= EXTRACTED ENTRIES =
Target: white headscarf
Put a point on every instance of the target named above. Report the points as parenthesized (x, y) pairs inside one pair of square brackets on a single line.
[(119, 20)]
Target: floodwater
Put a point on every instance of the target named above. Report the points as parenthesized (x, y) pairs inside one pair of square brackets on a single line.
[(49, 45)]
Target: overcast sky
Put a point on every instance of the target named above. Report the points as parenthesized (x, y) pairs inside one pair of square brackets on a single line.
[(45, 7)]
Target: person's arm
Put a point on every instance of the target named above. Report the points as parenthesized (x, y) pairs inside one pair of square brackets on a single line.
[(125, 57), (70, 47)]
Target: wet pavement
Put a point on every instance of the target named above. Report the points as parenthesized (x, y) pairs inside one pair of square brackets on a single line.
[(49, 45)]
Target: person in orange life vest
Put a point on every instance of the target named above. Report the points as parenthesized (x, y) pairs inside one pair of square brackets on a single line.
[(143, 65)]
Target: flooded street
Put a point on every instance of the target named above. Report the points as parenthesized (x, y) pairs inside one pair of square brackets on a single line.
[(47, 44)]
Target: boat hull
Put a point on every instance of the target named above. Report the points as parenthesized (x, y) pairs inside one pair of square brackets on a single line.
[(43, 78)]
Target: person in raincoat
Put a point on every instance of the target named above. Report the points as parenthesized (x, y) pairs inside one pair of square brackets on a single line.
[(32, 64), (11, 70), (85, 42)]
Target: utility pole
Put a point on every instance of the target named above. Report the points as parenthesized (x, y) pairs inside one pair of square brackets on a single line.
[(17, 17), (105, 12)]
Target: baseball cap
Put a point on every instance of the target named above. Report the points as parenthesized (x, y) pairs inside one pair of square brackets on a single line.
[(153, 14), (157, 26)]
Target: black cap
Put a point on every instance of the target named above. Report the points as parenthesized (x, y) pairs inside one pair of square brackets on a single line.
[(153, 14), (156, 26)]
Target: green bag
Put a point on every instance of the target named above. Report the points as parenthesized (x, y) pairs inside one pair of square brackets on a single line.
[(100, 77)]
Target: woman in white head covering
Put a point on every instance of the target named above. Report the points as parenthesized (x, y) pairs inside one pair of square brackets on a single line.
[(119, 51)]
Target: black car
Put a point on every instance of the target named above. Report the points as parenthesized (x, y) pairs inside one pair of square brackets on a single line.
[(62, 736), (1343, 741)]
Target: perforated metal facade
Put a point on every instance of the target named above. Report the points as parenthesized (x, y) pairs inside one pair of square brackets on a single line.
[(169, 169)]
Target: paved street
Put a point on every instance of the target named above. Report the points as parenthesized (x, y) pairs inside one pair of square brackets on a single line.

= PROBLEM DETAILS =
Beginning at the line with "Target: person's arm" and ending at the line with "Target: person in orange life vest", reproduce each line of the data above exactly, and add no other lines.

= ANSWER BOX =
Target: person's arm
Put a point on every instance of the target named above. Report the points as parenthesized (x, y) pairs inside one pair of square brackets on a single line.
[(125, 57), (70, 47)]
Target: wet pavement
Put a point on every instance of the target named above. Report the points as parenthesized (x, y) pairs inside one pair of square brackets on a single line.
[(49, 45)]
Target: person in orange life vest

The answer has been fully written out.